**Supplied passage**
"""

Perhaps. But the MoveOn/Kos money isn’t replacing the money of other voters; it’s replacing the money of business interests who didn’t really represent any significant group of Democratic voters.

And that’s not pulling the Dems away from any actual Dem voters. For instance, there’s no significant voting bloc in the party that supported the new bankruptcy law, or the new restrictions on class actions.

Where do you get that the fundies make up just a small percentage of Republican voters?

And while their fundraising skills aren’t trivial, they’re still second fiddle to all those Rangers and Pioneers who raised megamillions for Bush last year.

As far as mobilizing is concerned, isn’t that another name for getting people to the polls? It’s hard to argue how good they are at that, while saying they aren’t that big a chunk of the GOP voter base.

Funny thing is, most commentators agree that Bush in particular never did this in 2004 - rather, his strategy was to mobilize the base and win a high-turnout election.

Well, it’s pushed them away from whoring to business. Like I said above, it isn’t so much to the left in terms of pushing them away from people on the right, but pushing them towards people in general and away from business in general. These are very different things.

Who are the voters in this gap, and what are they for/against?

Once again, which ones?? Absent a for-instance or two, you’re talking in complete generalities, and it’s hard to determine what you’re talking about.

And he still got 48.25% of the vote, against the supposedly popular incumbent President Bush, so it’s obvious that the Dems as a group aren’t particularly extreme. Compare that with how McGovern did against Nixon.

Precisely. Had Perot allowed Dick Lamm to win the nomination in 96, the Reform Party could very easily have thrived.

I think Sam has a point in his response, but I think that the real problem is not with ideology or extremism. The real problem is a practical one. The political Duopoly has made it exceedingly difficult, if not impossible, for a third party to have a successful run at the presidency. Even with resources of great wealth and logistics, the task is a very hard one. There are ballet access laws that sap the treasuries of third parties, who must spend a large portion of their funds just to stay on ballots. There are exclusionary collusions like the presidential debates. There is federal welfare, ostensibly available to all, but in practice available only to the two, because of their in-place infrastructures. The powers that be have shut the doors of active participation to all but themselves.

What this means is that anyone who has any serious interest in politics joins one of the major parties whichever one is least objectionable to them, or goes into issue advocacy, rather than trying to start a third party. If you care about a particular issue it is much more effective to start a lobbying group for that issue and try to influence the politicians in the major parties and/or public opinion than it is to start a political party around that one issue.

If you believe in liberal values, the effective thing is to try get politicians in both parties to embrace liberal values, and to try to influence public opinion on liberal values, rather than starting a libertarian party and trying to get members of that party elected.

"""

**Given records**

"""

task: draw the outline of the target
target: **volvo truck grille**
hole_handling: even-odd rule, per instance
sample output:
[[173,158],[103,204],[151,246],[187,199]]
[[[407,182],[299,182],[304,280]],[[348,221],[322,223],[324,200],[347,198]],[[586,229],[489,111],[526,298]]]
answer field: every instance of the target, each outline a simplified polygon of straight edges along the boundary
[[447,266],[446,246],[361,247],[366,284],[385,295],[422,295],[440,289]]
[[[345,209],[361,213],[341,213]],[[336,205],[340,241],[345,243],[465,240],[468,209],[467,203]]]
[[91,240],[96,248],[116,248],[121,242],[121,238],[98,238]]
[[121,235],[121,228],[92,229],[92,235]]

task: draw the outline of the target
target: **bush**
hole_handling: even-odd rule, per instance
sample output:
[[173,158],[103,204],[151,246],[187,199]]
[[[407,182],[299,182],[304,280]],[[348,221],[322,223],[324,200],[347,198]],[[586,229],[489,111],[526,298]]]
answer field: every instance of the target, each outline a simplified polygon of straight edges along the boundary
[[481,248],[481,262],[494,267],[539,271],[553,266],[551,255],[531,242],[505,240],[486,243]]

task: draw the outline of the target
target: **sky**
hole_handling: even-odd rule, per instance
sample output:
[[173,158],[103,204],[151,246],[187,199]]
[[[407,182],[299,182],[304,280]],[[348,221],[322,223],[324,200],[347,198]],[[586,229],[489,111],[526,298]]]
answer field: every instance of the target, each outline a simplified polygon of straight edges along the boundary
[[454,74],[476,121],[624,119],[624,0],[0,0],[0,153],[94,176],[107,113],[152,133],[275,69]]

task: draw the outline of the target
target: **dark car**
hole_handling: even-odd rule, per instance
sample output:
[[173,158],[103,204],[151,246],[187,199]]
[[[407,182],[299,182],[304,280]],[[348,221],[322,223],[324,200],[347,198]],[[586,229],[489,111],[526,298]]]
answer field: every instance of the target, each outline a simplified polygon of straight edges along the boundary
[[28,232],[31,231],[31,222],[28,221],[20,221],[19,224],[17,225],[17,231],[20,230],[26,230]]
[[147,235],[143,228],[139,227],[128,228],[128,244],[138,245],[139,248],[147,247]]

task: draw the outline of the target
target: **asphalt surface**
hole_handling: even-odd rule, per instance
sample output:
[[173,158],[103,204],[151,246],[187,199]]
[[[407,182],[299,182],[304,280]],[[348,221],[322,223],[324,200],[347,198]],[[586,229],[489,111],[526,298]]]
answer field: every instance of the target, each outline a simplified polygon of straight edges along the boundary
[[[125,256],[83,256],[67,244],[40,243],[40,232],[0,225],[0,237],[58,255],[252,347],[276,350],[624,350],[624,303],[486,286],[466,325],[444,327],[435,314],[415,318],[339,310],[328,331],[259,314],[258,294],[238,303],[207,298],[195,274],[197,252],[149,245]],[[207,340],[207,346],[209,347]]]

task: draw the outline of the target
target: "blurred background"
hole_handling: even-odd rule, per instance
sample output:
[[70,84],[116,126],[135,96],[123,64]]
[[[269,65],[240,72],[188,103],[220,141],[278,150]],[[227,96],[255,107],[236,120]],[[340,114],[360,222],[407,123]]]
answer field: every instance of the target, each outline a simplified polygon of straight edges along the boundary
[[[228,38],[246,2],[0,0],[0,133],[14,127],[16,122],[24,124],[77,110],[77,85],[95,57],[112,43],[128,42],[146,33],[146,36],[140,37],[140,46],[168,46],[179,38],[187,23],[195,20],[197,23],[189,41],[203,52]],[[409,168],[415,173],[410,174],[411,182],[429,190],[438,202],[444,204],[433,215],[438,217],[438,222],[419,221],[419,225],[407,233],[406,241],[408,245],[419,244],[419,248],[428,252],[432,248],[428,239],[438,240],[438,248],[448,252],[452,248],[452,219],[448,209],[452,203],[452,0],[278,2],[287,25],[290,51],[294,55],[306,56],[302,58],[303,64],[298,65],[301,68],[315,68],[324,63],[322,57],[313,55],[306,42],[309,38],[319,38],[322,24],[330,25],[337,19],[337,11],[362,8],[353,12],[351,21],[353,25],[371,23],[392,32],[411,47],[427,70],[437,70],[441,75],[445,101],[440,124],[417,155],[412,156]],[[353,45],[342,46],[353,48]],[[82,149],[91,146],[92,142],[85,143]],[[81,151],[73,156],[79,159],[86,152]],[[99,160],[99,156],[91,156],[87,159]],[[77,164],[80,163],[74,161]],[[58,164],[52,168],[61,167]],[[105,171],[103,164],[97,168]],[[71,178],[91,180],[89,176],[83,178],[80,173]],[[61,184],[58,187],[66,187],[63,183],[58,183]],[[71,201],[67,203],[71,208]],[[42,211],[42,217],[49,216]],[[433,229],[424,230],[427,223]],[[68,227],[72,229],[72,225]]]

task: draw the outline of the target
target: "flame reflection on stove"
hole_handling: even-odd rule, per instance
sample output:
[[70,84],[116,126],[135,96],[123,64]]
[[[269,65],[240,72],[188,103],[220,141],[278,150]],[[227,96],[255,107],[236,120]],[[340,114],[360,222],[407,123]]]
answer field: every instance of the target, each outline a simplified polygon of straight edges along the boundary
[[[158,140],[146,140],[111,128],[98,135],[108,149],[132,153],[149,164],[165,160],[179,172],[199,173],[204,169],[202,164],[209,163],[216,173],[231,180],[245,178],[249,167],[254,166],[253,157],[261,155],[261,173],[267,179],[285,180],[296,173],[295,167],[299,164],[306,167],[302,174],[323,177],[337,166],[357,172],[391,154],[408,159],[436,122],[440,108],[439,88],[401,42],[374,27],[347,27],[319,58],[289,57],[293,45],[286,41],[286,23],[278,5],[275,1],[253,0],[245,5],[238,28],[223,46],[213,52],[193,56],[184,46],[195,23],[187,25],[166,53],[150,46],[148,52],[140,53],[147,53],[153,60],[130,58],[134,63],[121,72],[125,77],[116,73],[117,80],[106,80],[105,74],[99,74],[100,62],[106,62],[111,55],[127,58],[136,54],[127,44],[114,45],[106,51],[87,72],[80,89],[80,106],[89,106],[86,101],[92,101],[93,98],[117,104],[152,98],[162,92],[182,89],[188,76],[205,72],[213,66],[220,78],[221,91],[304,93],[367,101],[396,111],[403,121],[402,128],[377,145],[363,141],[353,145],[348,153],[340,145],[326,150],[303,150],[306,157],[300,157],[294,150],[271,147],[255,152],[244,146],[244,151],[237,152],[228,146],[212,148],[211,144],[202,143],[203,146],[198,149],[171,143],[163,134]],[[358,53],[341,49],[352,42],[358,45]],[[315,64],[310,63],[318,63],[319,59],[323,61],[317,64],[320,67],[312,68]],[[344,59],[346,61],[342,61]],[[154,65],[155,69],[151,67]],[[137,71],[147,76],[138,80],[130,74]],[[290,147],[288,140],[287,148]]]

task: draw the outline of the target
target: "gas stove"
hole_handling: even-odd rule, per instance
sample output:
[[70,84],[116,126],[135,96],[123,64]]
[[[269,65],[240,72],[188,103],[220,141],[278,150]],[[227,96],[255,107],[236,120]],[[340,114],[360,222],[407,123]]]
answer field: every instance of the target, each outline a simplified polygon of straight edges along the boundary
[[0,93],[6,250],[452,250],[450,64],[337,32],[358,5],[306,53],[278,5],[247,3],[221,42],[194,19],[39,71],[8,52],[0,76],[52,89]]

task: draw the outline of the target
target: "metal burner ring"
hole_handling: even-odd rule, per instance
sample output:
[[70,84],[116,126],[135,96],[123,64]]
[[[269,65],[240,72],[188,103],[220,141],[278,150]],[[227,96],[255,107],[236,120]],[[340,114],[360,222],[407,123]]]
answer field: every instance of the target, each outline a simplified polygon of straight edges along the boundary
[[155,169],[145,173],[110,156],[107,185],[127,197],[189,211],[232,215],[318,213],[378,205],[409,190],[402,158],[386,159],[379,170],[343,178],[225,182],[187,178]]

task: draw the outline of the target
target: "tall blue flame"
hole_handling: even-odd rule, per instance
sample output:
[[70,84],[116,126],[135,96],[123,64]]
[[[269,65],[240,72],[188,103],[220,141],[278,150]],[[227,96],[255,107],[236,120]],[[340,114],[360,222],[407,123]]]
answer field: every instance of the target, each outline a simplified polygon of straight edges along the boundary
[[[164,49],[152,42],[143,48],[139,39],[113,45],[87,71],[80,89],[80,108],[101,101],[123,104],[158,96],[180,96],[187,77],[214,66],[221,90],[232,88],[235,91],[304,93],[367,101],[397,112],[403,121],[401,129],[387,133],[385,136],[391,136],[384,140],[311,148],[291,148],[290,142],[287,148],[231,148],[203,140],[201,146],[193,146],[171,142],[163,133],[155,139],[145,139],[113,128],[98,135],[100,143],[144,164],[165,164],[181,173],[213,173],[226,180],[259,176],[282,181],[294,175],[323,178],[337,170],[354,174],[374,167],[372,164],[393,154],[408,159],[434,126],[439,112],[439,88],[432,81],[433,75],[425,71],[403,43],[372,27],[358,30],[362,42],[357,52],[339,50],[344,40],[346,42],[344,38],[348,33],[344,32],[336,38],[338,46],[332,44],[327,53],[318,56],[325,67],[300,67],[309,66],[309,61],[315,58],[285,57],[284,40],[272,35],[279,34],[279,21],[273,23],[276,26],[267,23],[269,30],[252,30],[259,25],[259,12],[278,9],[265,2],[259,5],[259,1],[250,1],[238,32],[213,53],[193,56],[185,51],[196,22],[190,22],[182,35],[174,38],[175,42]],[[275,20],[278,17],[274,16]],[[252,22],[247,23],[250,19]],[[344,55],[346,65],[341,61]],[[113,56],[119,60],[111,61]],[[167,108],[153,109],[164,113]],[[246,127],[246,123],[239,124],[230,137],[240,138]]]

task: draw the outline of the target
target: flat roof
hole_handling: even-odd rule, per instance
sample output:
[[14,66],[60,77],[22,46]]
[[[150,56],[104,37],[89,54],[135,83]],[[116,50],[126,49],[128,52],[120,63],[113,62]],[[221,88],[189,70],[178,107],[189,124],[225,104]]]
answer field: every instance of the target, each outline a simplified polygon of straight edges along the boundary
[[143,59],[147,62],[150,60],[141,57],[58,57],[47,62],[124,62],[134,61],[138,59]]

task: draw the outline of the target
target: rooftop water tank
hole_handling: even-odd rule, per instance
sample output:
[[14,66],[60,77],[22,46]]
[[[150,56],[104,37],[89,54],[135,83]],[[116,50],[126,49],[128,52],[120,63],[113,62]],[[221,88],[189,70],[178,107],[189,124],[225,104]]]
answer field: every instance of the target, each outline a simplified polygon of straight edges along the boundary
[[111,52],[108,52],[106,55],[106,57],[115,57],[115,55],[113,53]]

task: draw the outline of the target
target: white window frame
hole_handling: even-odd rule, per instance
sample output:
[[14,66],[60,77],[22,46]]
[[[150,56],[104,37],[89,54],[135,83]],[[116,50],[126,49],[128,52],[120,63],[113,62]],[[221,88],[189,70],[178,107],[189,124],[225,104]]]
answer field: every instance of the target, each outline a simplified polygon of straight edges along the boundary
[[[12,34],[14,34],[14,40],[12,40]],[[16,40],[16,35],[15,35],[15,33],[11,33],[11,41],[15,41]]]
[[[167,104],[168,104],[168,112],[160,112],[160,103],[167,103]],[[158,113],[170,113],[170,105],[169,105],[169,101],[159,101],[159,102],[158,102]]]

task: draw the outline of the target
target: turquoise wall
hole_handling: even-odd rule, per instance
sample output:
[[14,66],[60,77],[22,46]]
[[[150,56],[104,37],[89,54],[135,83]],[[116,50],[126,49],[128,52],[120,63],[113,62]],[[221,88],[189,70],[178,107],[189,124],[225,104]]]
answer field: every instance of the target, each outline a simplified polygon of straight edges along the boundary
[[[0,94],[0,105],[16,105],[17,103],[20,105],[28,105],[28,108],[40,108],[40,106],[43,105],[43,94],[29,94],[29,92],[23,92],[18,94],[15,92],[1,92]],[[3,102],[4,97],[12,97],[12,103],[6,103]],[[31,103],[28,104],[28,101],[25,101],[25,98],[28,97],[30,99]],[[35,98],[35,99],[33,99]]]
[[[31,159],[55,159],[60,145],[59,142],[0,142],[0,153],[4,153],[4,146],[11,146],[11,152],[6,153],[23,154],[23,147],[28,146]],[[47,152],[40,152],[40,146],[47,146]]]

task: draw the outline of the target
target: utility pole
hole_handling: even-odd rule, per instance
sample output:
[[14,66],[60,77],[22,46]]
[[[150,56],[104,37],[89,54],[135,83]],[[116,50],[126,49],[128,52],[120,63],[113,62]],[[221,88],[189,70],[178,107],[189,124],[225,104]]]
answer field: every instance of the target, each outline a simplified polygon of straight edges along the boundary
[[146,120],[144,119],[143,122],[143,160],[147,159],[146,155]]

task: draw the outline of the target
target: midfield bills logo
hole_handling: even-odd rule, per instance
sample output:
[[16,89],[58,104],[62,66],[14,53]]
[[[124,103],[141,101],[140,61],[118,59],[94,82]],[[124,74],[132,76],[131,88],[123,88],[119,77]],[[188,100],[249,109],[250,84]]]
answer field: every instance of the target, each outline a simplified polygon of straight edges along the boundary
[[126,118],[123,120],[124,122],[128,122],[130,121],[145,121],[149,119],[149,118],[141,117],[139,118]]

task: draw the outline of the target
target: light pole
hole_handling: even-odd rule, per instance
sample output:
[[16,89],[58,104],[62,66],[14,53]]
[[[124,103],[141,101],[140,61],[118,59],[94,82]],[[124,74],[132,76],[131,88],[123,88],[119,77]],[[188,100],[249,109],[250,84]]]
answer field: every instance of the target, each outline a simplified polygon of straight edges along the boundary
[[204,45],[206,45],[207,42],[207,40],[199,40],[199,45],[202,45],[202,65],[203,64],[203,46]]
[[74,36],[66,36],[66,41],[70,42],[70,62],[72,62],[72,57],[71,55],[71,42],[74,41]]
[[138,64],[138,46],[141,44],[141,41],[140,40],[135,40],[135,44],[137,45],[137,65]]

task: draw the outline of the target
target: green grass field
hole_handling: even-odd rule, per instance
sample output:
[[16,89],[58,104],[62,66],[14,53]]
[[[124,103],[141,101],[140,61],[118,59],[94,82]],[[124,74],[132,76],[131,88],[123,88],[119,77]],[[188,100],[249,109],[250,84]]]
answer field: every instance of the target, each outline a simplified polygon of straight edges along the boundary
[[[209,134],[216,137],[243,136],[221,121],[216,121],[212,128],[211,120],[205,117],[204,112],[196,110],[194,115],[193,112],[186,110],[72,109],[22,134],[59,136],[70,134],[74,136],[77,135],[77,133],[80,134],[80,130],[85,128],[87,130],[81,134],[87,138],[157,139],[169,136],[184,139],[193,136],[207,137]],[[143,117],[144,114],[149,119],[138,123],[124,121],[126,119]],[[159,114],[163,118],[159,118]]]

"""

**Requirement A**
Translate into Spanish this sentence from the party politics passage: "The powers that be have shut the doors of active participation to all but themselves."
**Requirement B**
List every person the party politics passage refers to by name.

**Complete output A**
Los poderes establecidos han cerrado las puertas de la participación activa a todos menos a sí mismos.

**Complete output B**
Bush
McGovern
Nixon
Perot
Dick Lamm
Sam